- SUPPLIED PASSAGE

⁂

🧾 I. Ingredient List (2 servings, final dish ~500g)
Category | Ingredients with Precise Measurements |
---|---|
Main | Potato 300g (yellow flesh, peeled, cut into rolling chunks) Eggplant 250g (purple Asian eggplant, skin-on, cut into rolling chunks) Green bell pepper 100g (deseeded, cut into diamond shapes) |
Aromatics | Garlic 15g (minced), Scallion white 10g (minced) |
Sauce | Light soy sauce 30g, Dark soy sauce 5g (optional, for color), White sugar 5g, Salt 2g, Starch 10g, Water 80g |
Cooking Oil | Rapeseed/Peanut oil 40g (used in stages) |
📌 Ratio Keys:
- Sugar:Salt ≈ 2.5:1 (balances umami and slight sweetness)
- Starch: 10g for thickening, ensures smooth sauce without clumping
- Eggplant Prep: Toss chunks with 1g salt, rest 10 mins, then squeeze dry to reduce oil absorption
👨🍳 II. Step-by-Step Cooking Process (Improved Low-Oil Version)
✅ Preparation (15 minutes)
- Prep Vegetables:
- Soak potato chunks in water 10 mins to remove starch → Drain well
- Sprinkle eggplant with 1g salt, rest 10 mins → Squeeze out moisture (key for less oil!)

⁂

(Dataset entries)
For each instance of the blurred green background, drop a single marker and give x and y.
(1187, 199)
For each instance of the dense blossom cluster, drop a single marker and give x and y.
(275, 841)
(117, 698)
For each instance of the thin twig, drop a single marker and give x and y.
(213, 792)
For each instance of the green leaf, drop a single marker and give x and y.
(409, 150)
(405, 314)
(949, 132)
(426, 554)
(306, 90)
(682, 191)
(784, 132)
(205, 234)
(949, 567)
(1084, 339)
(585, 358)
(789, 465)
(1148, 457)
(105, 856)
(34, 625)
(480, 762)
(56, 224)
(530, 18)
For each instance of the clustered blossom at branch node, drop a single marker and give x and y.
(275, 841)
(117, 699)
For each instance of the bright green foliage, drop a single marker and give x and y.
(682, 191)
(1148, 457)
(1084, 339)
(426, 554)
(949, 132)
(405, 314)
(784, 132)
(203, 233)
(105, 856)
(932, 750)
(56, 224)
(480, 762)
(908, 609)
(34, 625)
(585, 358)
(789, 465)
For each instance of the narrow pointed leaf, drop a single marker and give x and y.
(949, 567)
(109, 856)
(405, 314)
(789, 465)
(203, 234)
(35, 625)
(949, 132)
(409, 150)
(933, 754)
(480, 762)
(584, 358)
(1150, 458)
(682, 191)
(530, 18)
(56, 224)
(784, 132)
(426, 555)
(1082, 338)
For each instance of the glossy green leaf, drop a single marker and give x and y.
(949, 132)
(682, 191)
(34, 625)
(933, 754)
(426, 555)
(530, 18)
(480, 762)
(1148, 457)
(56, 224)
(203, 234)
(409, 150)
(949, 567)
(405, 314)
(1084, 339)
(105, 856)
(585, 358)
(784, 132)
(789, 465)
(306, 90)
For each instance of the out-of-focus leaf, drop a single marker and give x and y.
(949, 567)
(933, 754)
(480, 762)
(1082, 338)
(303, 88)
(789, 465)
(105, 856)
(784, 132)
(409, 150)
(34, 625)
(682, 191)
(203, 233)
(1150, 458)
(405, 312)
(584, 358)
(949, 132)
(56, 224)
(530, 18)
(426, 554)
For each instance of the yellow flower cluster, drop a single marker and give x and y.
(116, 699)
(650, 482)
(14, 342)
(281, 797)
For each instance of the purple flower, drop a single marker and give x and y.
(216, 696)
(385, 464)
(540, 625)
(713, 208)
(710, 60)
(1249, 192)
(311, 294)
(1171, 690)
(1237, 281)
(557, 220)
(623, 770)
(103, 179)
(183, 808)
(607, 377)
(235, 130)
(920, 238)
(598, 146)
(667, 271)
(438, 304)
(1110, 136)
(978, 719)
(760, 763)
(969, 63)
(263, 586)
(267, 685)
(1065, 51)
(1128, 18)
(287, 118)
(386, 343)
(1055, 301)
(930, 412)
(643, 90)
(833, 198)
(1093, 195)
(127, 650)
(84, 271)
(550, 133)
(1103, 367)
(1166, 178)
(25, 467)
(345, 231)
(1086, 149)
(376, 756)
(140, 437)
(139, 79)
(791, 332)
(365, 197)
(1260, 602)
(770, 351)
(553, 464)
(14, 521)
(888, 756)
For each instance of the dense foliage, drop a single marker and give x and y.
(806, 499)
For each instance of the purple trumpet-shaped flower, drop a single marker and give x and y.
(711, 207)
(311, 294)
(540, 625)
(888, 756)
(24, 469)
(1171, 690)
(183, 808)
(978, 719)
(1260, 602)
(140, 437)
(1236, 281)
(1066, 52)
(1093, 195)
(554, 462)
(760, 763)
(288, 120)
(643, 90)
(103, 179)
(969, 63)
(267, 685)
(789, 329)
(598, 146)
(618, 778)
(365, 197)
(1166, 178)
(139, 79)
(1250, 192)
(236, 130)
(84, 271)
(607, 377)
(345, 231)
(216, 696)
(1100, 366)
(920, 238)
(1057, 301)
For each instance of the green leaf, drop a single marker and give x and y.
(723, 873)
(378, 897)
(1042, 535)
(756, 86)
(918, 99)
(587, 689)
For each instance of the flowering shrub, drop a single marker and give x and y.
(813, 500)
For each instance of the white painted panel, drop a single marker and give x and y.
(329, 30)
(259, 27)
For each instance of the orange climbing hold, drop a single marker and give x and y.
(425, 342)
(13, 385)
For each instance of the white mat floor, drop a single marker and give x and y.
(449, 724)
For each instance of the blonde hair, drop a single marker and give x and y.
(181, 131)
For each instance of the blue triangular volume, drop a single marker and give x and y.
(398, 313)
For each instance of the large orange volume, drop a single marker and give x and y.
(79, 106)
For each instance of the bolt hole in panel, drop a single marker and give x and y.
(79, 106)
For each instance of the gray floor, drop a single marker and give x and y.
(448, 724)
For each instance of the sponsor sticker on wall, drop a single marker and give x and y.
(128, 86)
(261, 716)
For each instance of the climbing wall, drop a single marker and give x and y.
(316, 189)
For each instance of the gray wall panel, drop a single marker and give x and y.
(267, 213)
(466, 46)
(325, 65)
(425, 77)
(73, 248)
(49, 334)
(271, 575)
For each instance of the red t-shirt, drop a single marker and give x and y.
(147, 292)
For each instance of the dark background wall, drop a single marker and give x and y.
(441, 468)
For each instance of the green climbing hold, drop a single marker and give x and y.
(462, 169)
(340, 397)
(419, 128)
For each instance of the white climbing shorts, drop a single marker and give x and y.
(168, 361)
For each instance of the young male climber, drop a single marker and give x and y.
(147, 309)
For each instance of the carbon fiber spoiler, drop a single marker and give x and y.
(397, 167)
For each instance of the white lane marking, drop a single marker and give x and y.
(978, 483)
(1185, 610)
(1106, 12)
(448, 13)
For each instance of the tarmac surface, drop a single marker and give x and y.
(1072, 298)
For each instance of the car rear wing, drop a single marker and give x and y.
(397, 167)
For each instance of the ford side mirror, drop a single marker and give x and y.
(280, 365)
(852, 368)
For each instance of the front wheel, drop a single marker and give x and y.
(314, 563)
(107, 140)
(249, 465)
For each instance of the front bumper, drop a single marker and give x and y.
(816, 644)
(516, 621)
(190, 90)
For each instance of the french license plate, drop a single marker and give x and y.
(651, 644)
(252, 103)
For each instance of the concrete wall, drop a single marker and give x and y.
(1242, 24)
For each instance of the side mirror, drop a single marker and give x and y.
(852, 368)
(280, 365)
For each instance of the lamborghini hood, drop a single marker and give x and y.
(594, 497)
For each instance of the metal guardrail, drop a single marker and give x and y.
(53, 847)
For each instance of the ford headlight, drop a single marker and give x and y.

⁂

- REQUIRED WORK
Return the recipe text from "Category | Ingredients" to "Preparation (15 minutes)", copied exactly.

- SOLUTION FOR THIS PROBLEM
Category | Ingredients with Precise Measurements |
---|---|
Main | Potato 300g (yellow flesh, peeled, cut into rolling chunks) Eggplant 250g (purple Asian eggplant, skin-on, cut into rolling chunks) Green bell pepper 100g (deseeded, cut into diamond shapes) |
Aromatics | Garlic 15g (minced), Scallion white 10g (minced) |
Sauce | Light soy sauce 30g, Dark soy sauce 5g (optional, for color), White sugar 5g, Salt 2g, Starch 10g, Water 80g |
Cooking Oil | Rapeseed/Peanut oil 40g (used in stages) |
📌 Ratio Keys:
- Sugar:Salt ≈ 2.5:1 (balances umami and slight sweetness)
- Starch: 10g for thickening, ensures smooth sauce without clumping
- Eggplant Prep: Toss chunks with 1g salt, rest 10 mins, then squeeze dry to reduce oil absorption
👨🍳 II. Step-by-Step Cooking Process (Improved Low-Oil Version)
✅ Preparation (15 minutes)